>>

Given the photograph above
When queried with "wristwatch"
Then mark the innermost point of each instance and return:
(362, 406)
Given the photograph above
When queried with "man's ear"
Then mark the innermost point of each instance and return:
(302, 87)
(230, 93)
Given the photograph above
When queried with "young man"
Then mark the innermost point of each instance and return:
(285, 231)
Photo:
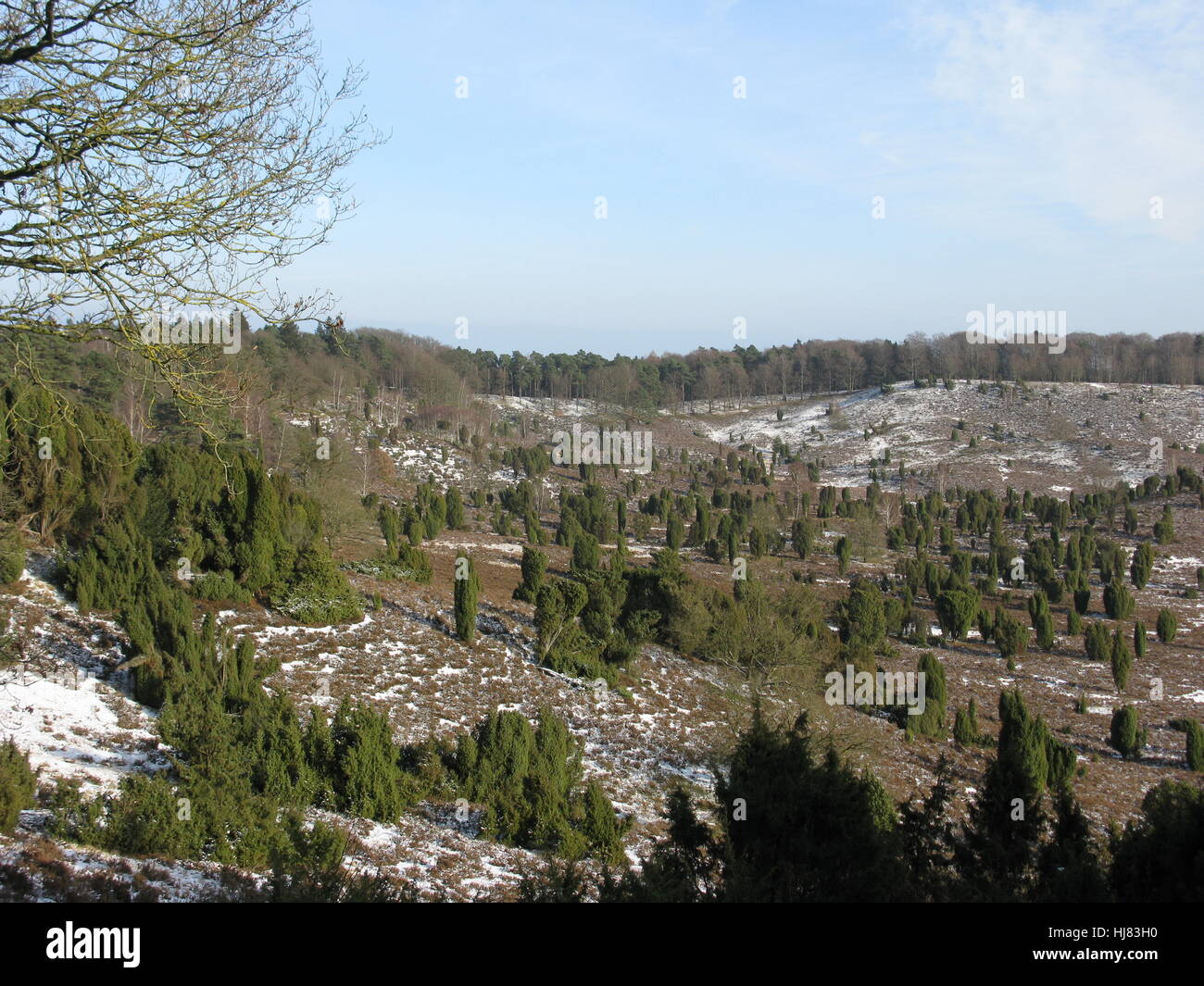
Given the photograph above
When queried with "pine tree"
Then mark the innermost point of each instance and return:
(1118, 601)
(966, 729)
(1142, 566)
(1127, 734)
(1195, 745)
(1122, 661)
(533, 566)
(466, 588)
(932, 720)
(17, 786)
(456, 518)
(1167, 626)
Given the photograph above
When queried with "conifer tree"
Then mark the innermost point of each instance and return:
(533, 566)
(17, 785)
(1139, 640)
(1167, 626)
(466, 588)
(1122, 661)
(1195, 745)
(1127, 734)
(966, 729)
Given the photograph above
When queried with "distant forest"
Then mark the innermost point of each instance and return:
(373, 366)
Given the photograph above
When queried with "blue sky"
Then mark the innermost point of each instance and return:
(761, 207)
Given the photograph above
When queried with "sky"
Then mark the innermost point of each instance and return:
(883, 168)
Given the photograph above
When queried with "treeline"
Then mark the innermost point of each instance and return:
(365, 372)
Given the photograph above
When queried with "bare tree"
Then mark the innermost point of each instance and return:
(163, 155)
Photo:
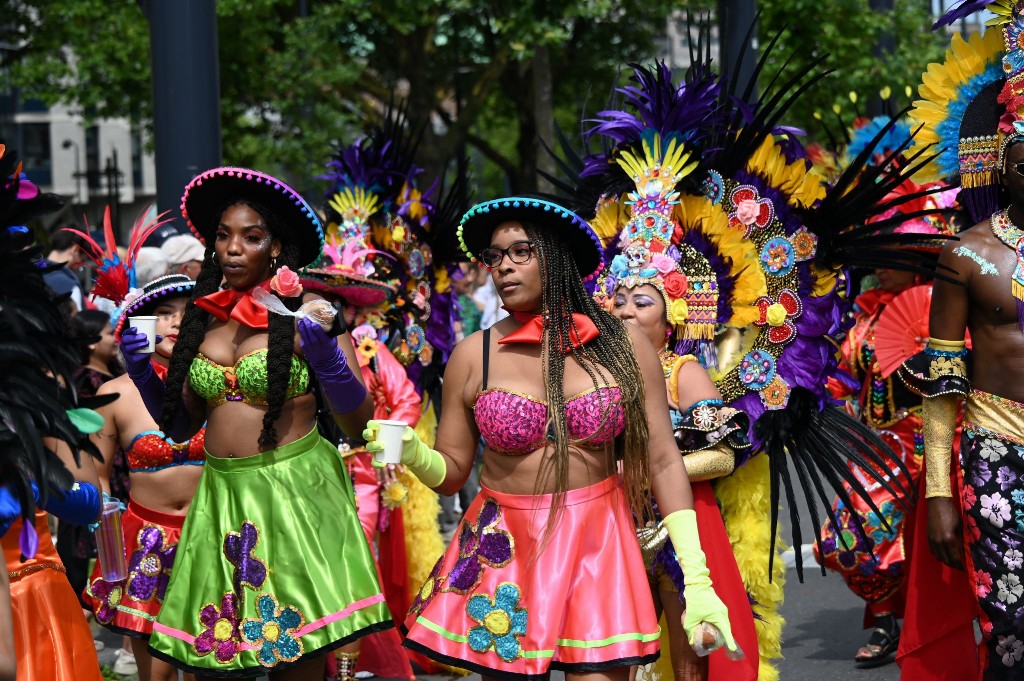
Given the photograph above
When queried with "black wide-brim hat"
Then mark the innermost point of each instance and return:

<<
>>

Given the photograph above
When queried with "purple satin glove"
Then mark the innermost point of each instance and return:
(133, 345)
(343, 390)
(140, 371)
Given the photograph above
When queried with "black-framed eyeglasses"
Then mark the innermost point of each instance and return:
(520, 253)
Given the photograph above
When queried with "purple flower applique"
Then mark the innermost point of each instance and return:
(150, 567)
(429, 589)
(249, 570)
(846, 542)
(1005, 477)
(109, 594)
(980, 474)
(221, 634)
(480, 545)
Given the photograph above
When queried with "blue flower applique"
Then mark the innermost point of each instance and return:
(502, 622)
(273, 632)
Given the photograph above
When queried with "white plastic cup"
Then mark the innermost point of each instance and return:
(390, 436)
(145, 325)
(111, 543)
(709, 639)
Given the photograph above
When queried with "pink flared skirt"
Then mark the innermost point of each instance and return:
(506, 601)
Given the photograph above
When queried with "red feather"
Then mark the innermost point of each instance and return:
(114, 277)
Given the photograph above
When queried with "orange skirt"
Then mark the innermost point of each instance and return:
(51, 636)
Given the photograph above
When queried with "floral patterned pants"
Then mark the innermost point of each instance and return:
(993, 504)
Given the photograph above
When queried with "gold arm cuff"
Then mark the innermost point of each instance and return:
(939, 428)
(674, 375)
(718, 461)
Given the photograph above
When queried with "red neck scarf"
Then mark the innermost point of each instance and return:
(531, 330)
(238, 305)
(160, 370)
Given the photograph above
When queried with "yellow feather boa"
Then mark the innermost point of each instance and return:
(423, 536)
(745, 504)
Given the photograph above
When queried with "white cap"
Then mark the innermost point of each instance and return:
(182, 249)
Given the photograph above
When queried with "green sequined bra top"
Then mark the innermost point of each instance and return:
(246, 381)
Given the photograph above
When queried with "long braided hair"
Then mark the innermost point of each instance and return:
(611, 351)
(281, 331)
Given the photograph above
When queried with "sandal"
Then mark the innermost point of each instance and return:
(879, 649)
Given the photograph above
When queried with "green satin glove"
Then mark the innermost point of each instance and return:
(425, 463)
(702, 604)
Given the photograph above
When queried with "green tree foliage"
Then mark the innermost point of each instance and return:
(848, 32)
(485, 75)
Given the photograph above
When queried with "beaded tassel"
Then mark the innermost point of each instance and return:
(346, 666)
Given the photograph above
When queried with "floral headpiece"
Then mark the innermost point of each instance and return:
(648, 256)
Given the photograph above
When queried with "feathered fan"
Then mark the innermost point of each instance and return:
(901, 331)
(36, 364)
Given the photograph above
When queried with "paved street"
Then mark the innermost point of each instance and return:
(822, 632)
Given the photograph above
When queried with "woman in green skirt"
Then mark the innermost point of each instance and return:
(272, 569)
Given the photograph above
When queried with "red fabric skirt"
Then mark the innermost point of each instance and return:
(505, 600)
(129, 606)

<<

Your instructions:
Count the lines in the two blocks above that contain the word "flower", treating case as significant, and reply with the number alone.

The response:
2